**Given records**
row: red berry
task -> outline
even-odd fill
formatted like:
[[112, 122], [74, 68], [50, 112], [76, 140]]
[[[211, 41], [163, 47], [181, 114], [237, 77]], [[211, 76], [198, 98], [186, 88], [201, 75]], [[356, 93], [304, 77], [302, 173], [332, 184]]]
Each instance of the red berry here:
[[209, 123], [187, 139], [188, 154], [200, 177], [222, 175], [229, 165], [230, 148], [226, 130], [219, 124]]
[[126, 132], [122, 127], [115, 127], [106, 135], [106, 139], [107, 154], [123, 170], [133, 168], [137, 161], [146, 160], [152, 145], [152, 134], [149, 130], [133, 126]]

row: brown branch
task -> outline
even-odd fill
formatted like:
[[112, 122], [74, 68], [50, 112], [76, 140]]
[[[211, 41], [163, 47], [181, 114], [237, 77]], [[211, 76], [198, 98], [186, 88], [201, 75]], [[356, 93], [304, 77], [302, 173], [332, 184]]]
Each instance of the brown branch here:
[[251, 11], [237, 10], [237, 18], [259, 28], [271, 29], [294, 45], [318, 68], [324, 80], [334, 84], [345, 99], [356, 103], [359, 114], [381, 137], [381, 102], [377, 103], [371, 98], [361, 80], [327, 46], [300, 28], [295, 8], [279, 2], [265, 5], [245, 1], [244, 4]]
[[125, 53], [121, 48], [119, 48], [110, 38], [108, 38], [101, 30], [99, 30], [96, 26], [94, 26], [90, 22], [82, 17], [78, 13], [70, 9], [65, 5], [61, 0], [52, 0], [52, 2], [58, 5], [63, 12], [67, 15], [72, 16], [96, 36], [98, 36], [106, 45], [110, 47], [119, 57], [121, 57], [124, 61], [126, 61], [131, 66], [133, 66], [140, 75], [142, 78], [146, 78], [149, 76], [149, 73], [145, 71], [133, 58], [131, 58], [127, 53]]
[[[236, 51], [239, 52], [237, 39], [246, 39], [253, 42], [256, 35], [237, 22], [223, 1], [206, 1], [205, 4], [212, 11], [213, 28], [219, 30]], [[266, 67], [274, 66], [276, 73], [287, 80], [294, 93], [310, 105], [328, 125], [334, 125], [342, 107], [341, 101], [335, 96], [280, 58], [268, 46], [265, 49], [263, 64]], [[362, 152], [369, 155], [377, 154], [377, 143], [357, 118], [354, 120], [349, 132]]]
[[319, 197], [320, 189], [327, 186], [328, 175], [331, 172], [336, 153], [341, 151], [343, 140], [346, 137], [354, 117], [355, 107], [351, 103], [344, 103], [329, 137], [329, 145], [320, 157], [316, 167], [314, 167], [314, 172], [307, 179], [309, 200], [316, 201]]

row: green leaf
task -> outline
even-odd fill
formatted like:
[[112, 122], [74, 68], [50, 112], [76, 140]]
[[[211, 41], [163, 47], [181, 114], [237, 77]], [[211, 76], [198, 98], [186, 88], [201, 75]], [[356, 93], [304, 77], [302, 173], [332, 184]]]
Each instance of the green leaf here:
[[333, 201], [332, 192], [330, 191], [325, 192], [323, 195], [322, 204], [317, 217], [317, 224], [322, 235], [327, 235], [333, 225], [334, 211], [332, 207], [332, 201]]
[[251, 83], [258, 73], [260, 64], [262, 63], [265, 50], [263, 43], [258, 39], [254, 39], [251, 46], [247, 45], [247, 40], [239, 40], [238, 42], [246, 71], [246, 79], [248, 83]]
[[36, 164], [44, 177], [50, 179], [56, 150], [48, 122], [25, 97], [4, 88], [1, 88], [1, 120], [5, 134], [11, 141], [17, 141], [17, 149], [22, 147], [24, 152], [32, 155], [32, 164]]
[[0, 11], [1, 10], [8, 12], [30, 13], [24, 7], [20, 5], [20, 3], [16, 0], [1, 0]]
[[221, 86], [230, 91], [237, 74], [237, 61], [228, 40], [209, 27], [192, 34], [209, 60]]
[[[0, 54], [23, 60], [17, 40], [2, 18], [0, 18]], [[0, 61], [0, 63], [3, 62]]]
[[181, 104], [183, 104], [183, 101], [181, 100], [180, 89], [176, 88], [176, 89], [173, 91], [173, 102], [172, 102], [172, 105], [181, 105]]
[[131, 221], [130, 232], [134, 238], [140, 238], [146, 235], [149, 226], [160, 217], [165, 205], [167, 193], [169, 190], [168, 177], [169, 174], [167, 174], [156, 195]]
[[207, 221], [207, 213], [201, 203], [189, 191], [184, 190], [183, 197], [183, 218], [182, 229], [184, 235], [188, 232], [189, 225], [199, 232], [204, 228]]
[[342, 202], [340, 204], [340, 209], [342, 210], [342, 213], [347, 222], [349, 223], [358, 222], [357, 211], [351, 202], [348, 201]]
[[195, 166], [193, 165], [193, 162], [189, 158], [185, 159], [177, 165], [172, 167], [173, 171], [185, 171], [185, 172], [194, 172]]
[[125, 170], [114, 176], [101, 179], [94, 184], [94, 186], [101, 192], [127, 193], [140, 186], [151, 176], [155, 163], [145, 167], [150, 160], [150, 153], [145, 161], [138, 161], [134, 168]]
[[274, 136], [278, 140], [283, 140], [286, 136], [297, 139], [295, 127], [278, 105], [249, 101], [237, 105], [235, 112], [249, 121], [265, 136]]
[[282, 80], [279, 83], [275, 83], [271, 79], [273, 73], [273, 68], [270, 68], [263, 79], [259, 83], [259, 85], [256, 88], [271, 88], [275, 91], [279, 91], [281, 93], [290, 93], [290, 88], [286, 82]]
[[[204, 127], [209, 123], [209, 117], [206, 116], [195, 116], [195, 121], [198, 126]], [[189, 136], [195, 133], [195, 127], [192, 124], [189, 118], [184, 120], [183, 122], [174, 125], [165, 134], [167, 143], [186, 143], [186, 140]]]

**Stated goal**
Update all of the material above by changing every "even-odd fill" to "nonzero fill", and leave everything else the same.

**The solution**
row: red berry
task -> outline
nonzero fill
formatted like:
[[112, 122], [74, 68], [50, 112], [76, 140]]
[[[211, 41], [163, 47], [181, 114], [237, 77]], [[211, 76], [198, 98], [186, 88], [201, 75]], [[356, 93], [304, 77], [302, 173], [332, 184]]]
Each instance of the red berry here:
[[209, 123], [187, 139], [188, 154], [200, 177], [222, 175], [229, 165], [230, 148], [226, 130], [219, 124]]
[[126, 132], [122, 127], [115, 127], [106, 135], [106, 139], [107, 154], [123, 170], [133, 168], [137, 161], [146, 160], [152, 145], [152, 134], [149, 130], [133, 126]]

row: brown branch
task -> outline
nonzero fill
formatted like:
[[112, 122], [74, 68], [50, 112], [76, 140]]
[[[211, 41], [163, 47], [181, 114], [237, 77]], [[211, 76], [198, 98], [186, 88], [201, 75]], [[356, 93], [304, 77], [302, 173], [332, 184]]]
Each instance of the brown branch here:
[[251, 11], [237, 10], [237, 18], [259, 28], [271, 29], [294, 45], [318, 68], [324, 80], [334, 84], [345, 99], [356, 103], [359, 114], [381, 137], [381, 102], [377, 103], [371, 98], [361, 80], [327, 46], [300, 28], [295, 8], [279, 2], [265, 5], [245, 1], [244, 4]]
[[125, 53], [121, 48], [119, 48], [110, 38], [108, 38], [101, 30], [99, 30], [96, 26], [94, 26], [90, 22], [82, 17], [78, 13], [70, 9], [65, 5], [61, 0], [52, 0], [52, 2], [58, 5], [63, 12], [67, 15], [72, 16], [96, 36], [98, 36], [106, 45], [110, 47], [119, 57], [121, 57], [124, 61], [126, 61], [131, 66], [133, 66], [140, 75], [142, 78], [146, 78], [149, 76], [149, 73], [145, 71], [133, 58], [131, 58], [127, 53]]
[[[236, 51], [239, 52], [237, 39], [246, 39], [253, 42], [256, 35], [237, 22], [223, 1], [206, 1], [205, 4], [212, 11], [213, 28], [219, 30]], [[266, 67], [274, 66], [276, 73], [287, 80], [294, 93], [310, 105], [328, 125], [334, 125], [342, 107], [341, 101], [335, 96], [280, 58], [268, 46], [265, 49], [263, 64]], [[362, 152], [369, 155], [377, 154], [377, 143], [357, 118], [354, 120], [349, 132]]]
[[319, 197], [320, 189], [327, 186], [328, 175], [331, 172], [336, 153], [341, 151], [343, 140], [346, 137], [354, 117], [355, 107], [351, 103], [344, 103], [329, 137], [329, 145], [320, 157], [316, 167], [314, 167], [314, 172], [307, 179], [309, 200], [316, 201]]

row: green leaf
task -> outline
nonzero fill
formatted like:
[[112, 122], [74, 68], [50, 112], [76, 140]]
[[[211, 41], [163, 47], [181, 114], [237, 77]], [[211, 76], [198, 98], [186, 88], [201, 75]], [[356, 93], [304, 77], [302, 173], [332, 184]]]
Each instance of the green leaf here:
[[333, 201], [332, 192], [330, 191], [325, 192], [323, 195], [322, 204], [317, 217], [317, 224], [322, 235], [327, 235], [333, 225], [334, 211], [332, 207], [332, 201]]
[[251, 83], [258, 73], [260, 64], [262, 63], [265, 50], [263, 43], [258, 39], [254, 39], [251, 46], [247, 45], [247, 40], [239, 40], [238, 42], [246, 71], [246, 79], [248, 83]]
[[36, 164], [44, 177], [50, 179], [56, 150], [48, 122], [25, 97], [4, 88], [1, 88], [1, 120], [5, 134], [11, 141], [17, 141], [17, 149], [22, 147], [24, 152], [32, 155], [32, 164]]
[[0, 11], [1, 10], [8, 12], [30, 13], [24, 7], [20, 5], [20, 3], [16, 0], [1, 0]]
[[221, 86], [230, 91], [237, 74], [237, 61], [228, 40], [209, 27], [192, 34], [209, 60]]
[[[0, 54], [23, 60], [17, 40], [2, 18], [0, 18]], [[0, 61], [0, 63], [3, 62]]]
[[181, 104], [183, 104], [183, 101], [181, 100], [180, 89], [176, 88], [176, 89], [173, 91], [173, 102], [172, 102], [172, 105], [181, 105]]
[[131, 221], [130, 232], [134, 238], [140, 238], [146, 235], [149, 226], [160, 217], [165, 205], [167, 193], [169, 190], [168, 177], [169, 174], [167, 174], [156, 195]]
[[207, 221], [207, 213], [201, 203], [189, 191], [184, 190], [183, 197], [183, 218], [182, 229], [184, 235], [188, 232], [189, 225], [199, 232], [204, 228]]
[[342, 202], [340, 204], [340, 209], [342, 210], [342, 213], [347, 222], [349, 223], [358, 222], [357, 211], [351, 202], [348, 201]]
[[195, 166], [193, 165], [193, 162], [189, 158], [185, 159], [177, 165], [172, 167], [173, 171], [185, 171], [185, 172], [194, 172]]
[[125, 170], [114, 176], [101, 179], [94, 184], [94, 186], [101, 192], [127, 193], [140, 186], [151, 176], [155, 163], [145, 167], [150, 160], [150, 153], [145, 161], [138, 161], [134, 168]]
[[274, 136], [278, 140], [283, 140], [286, 136], [297, 139], [295, 127], [278, 105], [249, 101], [237, 105], [235, 112], [249, 121], [265, 136]]
[[282, 80], [279, 83], [275, 83], [271, 79], [273, 73], [273, 68], [270, 68], [263, 79], [259, 83], [259, 85], [256, 88], [271, 88], [275, 91], [279, 91], [281, 93], [290, 93], [290, 88], [286, 82]]
[[[204, 127], [209, 123], [209, 117], [206, 116], [195, 116], [195, 121], [198, 126]], [[189, 136], [195, 133], [195, 127], [192, 124], [189, 118], [184, 120], [183, 122], [174, 125], [165, 134], [167, 143], [186, 143], [186, 140]]]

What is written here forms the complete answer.